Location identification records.
#####
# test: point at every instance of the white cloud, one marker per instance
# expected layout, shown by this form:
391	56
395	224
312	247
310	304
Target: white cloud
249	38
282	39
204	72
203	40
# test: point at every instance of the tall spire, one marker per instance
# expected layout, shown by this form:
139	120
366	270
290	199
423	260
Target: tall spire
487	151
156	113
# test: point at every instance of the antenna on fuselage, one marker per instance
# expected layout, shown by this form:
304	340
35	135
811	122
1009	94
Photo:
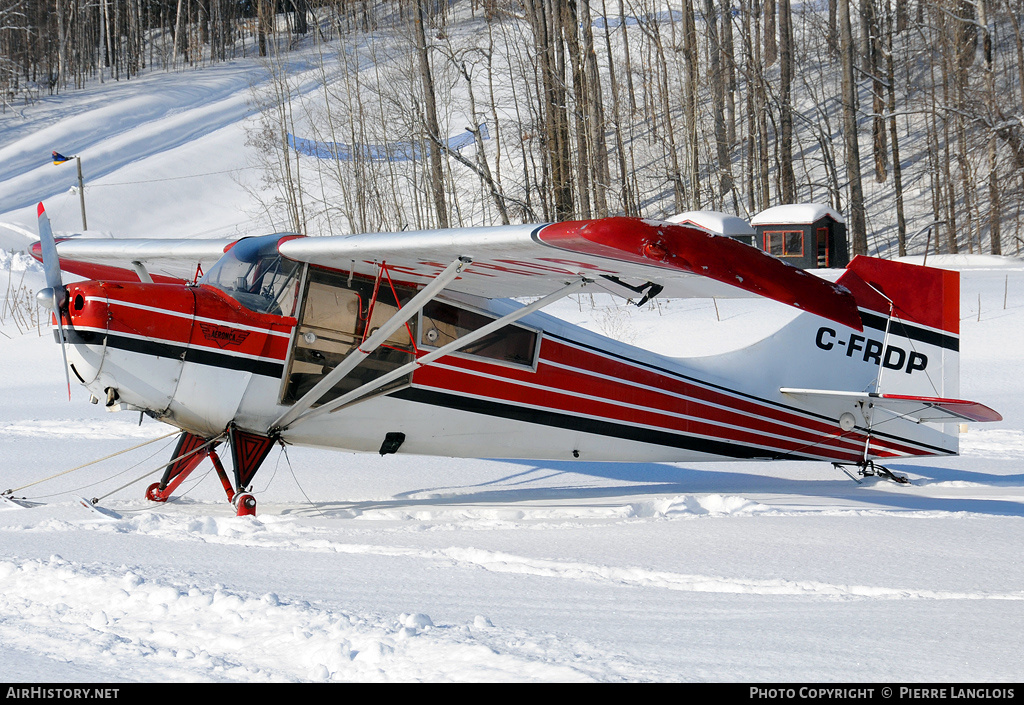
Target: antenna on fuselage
54	296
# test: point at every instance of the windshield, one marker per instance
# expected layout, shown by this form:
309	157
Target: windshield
257	277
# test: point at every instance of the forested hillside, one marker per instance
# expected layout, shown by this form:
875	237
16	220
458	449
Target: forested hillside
905	115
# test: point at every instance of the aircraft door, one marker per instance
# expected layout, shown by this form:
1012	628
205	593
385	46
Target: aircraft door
337	314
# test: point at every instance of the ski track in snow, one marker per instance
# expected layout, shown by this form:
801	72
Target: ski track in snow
162	631
283	534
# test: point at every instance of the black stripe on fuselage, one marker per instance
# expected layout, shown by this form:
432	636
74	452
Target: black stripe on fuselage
#####
What is needed. Please extract every line of the records above without changing anything, and leave out the pictures.

Full output.
# test: point at every instance of the white cloud, one marker per instance
# expected layout, shown by this form:
391	56
395	224
312	247
310	304
Target: white cloud
249	38
282	39
204	72
203	40
# test: point at every instance of the tall spire, one marker per instance
# expected layout, shown by this form:
139	120
366	270
290	199
423	260
Target: tall spire
487	151
156	113
# test: point at every instance of the antenna on fuselage, one marker per instance
# expected layout, shown by this form:
304	340
35	135
811	122
1009	94
Photo:
Target: antenna on fuselage
54	296
# test: point at every instance of the windshield, one marker per instance
# expected layout, shown by this form:
309	157
Target: windshield
257	277
# test: point at every instance of the forested hillside, one marker per instance
# expected layout, shown by this form:
875	237
16	220
458	449
Target: forested hillside
905	115
# test: point at every instance of the aircraft door, one marker per instance
# expected layout, shown by this form:
1012	628
205	593
385	46
Target: aircraft door
337	314
# test: point at every instance of the ski track in snow, one marker per instance
# expected layout, shown by this form:
801	72
Target: ski track in snow
162	631
283	534
# test: point at every instance of the black stripe on fuselage, one marker per instance
# expected layout, shown by this form:
432	636
74	452
Target: black stripe on fuselage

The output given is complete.